- **SUPPLIED DATA**
···

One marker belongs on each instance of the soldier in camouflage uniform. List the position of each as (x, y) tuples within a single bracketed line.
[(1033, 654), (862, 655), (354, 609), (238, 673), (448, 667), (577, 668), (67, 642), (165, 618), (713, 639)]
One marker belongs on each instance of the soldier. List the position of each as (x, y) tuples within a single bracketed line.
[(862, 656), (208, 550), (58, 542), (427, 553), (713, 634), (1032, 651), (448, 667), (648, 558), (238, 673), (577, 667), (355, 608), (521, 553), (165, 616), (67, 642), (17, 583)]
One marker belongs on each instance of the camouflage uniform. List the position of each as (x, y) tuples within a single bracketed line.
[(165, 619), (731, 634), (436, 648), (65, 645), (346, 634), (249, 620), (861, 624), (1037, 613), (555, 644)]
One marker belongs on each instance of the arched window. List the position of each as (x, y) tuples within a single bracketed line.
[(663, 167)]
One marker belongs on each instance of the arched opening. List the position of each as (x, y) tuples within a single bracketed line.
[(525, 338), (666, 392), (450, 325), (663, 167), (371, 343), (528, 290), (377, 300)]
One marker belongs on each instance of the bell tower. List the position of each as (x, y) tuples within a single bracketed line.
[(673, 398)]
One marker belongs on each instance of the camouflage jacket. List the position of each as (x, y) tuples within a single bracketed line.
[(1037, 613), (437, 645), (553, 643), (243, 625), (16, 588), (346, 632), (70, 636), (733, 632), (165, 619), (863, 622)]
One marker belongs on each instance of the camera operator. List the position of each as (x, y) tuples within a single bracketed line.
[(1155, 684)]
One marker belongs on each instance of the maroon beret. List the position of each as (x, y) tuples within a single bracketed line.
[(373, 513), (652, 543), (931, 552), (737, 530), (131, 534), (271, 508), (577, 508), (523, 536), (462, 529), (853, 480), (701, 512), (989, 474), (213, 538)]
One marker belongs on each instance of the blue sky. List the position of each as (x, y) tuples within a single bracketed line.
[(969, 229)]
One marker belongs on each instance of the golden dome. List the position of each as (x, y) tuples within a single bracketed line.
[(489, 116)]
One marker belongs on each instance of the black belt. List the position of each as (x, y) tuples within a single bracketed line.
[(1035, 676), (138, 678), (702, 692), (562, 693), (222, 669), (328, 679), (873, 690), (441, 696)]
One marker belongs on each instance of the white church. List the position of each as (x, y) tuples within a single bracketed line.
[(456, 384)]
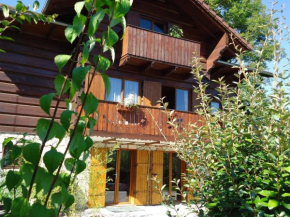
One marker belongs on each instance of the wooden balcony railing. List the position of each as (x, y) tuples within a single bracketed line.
[(154, 46), (113, 120)]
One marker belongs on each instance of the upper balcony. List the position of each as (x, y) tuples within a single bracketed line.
[(156, 53)]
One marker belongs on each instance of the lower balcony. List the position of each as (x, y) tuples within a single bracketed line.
[(144, 122)]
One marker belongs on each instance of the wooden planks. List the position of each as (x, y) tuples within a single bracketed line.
[(155, 46)]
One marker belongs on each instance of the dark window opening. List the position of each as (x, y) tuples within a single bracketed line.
[(169, 94), (153, 25)]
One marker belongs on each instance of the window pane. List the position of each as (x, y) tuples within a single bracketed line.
[(146, 24), (116, 89), (158, 27), (131, 91), (181, 100)]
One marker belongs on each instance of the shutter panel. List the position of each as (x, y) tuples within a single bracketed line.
[(98, 173), (133, 18), (151, 93), (195, 101), (97, 87), (141, 187), (157, 170)]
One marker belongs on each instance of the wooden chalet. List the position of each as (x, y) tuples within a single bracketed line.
[(150, 65)]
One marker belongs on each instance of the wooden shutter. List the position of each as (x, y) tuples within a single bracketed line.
[(151, 93), (141, 184), (195, 101), (156, 170), (98, 174), (97, 87)]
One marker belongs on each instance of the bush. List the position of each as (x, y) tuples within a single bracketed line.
[(238, 160)]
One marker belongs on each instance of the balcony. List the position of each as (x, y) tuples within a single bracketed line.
[(145, 51), (115, 121)]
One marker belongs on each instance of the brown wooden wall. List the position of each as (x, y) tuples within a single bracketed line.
[(27, 72)]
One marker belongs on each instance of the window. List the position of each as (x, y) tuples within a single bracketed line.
[(128, 88), (156, 26), (181, 100), (116, 90), (176, 98)]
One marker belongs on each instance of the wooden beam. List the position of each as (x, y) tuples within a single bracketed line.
[(146, 67), (169, 71)]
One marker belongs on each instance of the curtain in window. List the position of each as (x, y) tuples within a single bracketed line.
[(131, 88), (116, 89), (181, 100)]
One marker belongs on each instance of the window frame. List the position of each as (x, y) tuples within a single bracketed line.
[(123, 89), (154, 20), (175, 100)]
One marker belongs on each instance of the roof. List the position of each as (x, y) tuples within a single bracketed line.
[(220, 21)]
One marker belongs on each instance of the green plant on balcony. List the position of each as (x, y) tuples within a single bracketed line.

···

- **WHAT TO WORK ON**
Take the data from the line containing "One marker belongs on each instance of the camouflage jacket." through the line containing "619), (863, 622)]", both included, and write those lines out again with the requests. In the answers, multiply every coordinate by 0.65 and round to whole numbers, with halves rounded up.

- **RESULT FOR THIS TASK**
One marker belongs on each instance of the camouflage jacket. List the position of each as (x, y) tuples within a single bracketed line.
[(674, 398), (284, 419), (359, 418), (158, 406), (10, 382), (225, 411), (46, 413), (476, 411), (107, 402), (561, 404)]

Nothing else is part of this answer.